• EXERCISE AIM:
Pull out every line of the data below that contains the string "green".
"""
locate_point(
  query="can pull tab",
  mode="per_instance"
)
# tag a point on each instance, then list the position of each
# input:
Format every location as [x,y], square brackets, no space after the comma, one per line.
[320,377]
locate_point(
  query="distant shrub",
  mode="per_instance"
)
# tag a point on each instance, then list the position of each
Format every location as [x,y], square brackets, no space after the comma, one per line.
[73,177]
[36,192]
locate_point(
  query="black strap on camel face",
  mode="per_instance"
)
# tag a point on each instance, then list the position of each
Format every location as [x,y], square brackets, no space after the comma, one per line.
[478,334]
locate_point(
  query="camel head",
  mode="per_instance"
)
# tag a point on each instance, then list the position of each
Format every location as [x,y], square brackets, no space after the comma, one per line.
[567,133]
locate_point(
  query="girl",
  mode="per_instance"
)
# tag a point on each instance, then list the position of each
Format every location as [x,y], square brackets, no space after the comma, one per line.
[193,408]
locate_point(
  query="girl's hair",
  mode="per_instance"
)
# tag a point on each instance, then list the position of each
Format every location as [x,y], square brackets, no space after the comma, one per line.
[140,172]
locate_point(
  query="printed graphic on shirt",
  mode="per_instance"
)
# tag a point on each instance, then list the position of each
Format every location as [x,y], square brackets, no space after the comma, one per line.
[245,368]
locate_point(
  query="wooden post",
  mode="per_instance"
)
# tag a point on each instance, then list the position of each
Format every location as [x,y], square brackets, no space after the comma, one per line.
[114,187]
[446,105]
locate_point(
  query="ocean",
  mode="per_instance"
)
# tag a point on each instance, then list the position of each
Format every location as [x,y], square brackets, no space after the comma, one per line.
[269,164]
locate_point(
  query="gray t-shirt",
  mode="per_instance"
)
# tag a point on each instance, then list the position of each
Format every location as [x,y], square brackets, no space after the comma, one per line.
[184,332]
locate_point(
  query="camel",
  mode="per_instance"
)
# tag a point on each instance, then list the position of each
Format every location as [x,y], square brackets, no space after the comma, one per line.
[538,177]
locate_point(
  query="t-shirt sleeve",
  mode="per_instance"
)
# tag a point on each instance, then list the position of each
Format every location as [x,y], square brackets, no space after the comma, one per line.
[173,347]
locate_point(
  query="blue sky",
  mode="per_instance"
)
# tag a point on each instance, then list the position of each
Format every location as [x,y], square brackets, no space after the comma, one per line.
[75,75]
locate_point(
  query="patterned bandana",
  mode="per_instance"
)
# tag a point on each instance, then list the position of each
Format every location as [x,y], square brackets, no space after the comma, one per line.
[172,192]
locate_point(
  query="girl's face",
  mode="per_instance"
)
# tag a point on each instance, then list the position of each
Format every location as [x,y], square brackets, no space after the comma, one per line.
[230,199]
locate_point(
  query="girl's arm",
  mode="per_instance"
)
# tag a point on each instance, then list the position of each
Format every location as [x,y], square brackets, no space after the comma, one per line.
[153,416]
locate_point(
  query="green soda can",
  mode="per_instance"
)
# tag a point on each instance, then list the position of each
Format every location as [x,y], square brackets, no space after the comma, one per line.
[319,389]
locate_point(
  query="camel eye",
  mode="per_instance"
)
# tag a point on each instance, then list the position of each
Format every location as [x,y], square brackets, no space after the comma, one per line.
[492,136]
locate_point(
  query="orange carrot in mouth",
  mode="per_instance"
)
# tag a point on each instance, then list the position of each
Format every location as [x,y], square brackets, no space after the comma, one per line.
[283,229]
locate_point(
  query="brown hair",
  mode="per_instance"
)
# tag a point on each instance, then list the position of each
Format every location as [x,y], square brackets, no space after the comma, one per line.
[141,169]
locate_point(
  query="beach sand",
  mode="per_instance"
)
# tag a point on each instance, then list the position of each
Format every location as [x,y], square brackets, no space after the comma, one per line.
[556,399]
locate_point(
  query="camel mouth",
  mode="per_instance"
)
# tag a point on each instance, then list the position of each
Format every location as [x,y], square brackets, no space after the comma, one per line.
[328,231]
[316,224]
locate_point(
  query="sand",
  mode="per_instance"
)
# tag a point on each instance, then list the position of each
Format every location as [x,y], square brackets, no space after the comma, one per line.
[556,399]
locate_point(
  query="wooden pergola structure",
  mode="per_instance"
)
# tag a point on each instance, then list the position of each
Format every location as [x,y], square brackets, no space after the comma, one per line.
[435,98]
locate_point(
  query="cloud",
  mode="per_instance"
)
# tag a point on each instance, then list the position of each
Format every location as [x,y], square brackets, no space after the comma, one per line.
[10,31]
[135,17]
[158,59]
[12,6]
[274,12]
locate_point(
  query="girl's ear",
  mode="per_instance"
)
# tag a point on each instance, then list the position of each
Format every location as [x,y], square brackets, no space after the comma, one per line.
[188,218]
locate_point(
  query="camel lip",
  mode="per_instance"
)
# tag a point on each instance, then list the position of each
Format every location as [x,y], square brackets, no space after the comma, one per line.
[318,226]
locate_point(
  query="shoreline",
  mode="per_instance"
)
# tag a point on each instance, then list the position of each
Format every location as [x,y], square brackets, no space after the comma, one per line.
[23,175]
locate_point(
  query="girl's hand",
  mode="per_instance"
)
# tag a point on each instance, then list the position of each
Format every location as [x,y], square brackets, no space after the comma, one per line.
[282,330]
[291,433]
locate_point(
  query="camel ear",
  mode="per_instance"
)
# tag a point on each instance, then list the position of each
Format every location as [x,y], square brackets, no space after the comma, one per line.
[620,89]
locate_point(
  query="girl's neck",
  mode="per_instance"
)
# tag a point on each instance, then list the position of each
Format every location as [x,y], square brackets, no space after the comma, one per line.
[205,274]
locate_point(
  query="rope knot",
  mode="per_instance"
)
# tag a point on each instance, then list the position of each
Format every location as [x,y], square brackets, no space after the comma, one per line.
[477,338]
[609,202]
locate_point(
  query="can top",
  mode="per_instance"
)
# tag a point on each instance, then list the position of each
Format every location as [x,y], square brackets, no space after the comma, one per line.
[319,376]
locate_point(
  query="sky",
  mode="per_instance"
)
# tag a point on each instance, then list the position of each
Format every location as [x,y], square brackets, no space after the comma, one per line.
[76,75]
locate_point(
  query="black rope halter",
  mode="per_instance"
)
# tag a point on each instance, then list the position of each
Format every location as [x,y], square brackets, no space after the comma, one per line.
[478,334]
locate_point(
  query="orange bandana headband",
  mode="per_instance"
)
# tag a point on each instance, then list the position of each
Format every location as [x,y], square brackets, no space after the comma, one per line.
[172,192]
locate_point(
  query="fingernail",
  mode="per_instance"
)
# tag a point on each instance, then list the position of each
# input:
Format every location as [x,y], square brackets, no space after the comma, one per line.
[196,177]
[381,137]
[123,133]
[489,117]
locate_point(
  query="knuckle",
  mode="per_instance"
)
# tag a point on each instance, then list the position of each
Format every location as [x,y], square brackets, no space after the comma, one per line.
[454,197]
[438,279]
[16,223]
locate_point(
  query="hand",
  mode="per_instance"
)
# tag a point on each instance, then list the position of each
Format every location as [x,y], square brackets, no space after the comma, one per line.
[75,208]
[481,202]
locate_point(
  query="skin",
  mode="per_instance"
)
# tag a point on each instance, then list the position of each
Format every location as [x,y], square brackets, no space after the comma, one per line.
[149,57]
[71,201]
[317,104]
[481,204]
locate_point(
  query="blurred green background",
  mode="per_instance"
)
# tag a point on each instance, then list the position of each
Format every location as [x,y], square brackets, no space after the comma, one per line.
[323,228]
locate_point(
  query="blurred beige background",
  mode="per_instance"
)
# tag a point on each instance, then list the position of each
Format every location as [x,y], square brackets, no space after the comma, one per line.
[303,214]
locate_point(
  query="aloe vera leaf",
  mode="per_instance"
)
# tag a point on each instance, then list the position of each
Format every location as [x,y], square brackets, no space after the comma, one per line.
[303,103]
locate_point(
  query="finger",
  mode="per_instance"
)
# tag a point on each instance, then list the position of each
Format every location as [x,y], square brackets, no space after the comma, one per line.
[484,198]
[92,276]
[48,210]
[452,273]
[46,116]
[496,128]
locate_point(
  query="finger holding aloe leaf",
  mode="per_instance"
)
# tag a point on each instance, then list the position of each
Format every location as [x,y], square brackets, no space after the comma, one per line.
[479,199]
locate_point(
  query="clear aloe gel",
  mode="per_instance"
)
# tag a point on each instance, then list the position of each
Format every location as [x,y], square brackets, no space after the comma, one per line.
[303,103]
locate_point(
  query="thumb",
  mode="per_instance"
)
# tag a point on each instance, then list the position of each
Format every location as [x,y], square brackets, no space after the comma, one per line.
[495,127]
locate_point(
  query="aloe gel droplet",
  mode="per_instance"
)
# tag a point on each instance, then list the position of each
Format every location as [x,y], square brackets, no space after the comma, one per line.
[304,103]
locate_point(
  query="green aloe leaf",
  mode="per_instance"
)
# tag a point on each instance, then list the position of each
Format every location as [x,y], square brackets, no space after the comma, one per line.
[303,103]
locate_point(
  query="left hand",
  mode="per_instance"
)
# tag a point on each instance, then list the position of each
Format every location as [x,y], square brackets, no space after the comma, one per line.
"""
• RESPONSE TO THE TASK:
  query="green soda can",
  query="blurred green background",
  query="green aloe leaf",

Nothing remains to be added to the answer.